(AIM) Select every line of the listing below that contains the word "wheelchair", and reproduce each such line in full.
:: ROWS ::
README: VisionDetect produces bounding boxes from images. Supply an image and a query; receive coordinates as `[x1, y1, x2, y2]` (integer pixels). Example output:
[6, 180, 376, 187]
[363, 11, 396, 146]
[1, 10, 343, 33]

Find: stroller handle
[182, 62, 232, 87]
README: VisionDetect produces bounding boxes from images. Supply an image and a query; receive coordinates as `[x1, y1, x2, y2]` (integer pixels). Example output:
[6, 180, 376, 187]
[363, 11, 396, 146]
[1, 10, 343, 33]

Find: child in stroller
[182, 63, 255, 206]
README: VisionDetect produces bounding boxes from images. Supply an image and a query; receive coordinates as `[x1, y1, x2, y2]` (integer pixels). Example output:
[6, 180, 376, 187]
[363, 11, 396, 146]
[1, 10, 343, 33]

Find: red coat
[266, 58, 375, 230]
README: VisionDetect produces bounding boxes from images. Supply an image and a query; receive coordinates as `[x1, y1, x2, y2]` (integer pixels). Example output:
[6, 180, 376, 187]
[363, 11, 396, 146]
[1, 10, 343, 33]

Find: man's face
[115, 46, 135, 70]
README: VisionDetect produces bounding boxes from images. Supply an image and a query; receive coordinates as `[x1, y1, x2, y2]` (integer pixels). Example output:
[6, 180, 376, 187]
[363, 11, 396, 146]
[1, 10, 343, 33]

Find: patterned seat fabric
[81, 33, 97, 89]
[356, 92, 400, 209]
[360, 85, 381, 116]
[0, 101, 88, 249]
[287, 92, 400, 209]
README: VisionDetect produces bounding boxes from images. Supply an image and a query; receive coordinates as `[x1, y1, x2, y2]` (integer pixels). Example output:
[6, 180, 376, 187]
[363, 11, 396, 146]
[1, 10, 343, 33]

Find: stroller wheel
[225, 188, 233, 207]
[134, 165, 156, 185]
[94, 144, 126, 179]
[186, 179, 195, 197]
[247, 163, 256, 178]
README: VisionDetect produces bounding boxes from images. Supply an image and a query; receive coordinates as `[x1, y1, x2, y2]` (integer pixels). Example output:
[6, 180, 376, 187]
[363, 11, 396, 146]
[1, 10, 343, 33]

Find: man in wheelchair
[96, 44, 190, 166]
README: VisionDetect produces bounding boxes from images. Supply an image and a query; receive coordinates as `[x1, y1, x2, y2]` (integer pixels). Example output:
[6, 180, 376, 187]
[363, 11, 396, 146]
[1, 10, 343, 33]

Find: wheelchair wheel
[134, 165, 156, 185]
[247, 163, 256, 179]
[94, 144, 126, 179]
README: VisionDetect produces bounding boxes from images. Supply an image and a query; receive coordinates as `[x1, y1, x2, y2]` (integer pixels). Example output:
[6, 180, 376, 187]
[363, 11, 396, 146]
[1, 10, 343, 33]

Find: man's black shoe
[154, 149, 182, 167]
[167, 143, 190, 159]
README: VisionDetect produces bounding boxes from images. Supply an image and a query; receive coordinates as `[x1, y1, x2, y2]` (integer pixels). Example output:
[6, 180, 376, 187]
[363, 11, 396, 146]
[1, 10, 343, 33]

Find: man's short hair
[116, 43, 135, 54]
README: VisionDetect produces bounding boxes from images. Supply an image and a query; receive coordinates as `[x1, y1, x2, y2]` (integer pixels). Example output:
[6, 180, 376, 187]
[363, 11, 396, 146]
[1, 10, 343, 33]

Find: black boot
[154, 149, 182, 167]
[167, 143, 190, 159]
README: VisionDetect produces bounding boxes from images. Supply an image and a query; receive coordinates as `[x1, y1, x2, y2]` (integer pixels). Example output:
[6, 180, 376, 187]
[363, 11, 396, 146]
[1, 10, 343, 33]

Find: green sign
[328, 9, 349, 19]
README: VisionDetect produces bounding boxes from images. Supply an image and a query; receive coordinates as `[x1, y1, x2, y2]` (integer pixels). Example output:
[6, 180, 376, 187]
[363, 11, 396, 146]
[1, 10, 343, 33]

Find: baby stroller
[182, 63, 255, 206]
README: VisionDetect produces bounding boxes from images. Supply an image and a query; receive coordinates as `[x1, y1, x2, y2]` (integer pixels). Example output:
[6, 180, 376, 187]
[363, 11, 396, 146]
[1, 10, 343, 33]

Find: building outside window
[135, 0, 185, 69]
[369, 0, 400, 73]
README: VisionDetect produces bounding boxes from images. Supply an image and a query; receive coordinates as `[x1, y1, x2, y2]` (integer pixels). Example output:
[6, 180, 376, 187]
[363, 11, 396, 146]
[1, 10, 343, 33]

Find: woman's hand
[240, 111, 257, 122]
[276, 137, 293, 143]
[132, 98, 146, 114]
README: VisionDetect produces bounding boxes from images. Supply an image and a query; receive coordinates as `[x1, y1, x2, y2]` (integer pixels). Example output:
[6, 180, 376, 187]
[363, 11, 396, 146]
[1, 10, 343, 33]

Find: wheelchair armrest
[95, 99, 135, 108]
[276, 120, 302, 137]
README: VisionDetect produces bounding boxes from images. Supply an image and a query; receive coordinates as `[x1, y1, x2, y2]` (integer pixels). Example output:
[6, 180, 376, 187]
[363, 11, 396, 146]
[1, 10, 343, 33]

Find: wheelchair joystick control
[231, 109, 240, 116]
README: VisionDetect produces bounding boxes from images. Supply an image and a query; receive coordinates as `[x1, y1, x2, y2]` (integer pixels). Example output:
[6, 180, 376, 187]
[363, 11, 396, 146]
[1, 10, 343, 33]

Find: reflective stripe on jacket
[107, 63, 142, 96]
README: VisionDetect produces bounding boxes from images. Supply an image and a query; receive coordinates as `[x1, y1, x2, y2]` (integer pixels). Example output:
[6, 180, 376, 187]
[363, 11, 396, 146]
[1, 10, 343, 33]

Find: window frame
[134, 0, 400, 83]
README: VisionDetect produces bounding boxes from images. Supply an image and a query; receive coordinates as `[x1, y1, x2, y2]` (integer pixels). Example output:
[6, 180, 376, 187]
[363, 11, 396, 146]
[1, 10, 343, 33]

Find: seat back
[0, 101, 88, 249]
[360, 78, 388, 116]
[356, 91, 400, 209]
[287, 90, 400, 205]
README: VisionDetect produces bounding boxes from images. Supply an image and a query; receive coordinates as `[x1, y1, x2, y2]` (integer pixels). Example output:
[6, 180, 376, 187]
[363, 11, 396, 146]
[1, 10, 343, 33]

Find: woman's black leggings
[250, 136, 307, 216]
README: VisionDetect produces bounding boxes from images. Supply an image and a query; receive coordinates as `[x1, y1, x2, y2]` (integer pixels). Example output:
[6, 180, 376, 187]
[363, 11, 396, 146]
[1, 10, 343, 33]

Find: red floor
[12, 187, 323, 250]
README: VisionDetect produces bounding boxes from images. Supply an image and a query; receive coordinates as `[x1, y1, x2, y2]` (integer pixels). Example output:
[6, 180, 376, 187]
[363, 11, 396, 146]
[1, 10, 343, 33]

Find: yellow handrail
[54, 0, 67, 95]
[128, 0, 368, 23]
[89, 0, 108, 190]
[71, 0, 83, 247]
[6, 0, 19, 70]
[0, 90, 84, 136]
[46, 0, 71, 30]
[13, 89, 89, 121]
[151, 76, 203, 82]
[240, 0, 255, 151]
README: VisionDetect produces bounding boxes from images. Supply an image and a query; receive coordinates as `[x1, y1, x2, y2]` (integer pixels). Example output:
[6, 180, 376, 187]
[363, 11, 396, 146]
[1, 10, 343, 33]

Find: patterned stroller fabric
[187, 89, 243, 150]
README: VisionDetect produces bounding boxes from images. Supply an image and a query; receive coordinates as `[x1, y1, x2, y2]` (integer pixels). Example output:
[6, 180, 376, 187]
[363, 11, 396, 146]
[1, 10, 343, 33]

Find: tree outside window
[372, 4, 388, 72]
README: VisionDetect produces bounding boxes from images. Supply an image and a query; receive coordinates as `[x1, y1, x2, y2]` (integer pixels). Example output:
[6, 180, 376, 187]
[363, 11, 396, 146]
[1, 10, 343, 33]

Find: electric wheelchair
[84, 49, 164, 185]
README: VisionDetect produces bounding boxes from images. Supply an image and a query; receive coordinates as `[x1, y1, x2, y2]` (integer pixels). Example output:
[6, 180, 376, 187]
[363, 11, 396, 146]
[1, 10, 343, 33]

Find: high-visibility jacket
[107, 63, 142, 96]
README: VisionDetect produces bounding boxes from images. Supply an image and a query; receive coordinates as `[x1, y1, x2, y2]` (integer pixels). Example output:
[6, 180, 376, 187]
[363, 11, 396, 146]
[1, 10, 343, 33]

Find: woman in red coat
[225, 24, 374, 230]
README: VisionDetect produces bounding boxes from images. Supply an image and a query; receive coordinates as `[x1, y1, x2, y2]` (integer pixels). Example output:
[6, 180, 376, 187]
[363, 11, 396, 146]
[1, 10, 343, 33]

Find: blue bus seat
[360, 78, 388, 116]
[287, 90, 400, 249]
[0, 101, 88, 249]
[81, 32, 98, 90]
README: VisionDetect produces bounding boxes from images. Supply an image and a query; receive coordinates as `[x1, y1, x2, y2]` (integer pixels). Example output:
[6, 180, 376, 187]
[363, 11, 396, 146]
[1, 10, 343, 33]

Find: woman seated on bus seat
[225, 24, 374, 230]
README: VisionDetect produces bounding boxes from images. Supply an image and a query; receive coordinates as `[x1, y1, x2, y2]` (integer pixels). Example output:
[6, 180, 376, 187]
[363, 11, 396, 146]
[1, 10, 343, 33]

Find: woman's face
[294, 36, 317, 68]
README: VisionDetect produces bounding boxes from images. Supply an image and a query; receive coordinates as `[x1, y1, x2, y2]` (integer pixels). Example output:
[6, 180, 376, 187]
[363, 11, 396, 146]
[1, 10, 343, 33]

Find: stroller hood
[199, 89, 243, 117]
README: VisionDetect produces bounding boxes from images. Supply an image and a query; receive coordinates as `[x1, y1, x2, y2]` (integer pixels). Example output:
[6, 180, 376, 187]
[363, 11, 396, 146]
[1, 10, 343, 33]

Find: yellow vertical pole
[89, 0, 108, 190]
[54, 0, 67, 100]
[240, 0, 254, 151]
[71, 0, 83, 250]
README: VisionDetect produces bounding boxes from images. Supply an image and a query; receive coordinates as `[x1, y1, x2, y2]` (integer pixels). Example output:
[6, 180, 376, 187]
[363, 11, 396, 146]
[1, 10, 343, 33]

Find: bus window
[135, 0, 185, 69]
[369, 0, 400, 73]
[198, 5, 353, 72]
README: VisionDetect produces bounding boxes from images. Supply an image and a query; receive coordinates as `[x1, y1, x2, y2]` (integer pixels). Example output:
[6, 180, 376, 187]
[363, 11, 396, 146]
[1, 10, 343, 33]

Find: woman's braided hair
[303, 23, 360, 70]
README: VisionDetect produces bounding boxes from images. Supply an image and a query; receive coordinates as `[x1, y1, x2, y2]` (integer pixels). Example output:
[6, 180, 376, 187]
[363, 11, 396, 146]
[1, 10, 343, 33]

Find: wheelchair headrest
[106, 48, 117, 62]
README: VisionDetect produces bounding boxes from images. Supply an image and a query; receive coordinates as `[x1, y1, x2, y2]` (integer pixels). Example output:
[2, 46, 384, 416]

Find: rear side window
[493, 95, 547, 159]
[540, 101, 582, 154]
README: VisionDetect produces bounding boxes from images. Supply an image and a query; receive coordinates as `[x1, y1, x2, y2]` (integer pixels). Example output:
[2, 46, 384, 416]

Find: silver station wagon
:::
(FINAL RESULT)
Find: man in wheelchair
Find: wheelchair wheel
Find: wheelchair armrest
Find: wheelchair joystick control
Find: electric wheelchair
Find: wheelchair headrest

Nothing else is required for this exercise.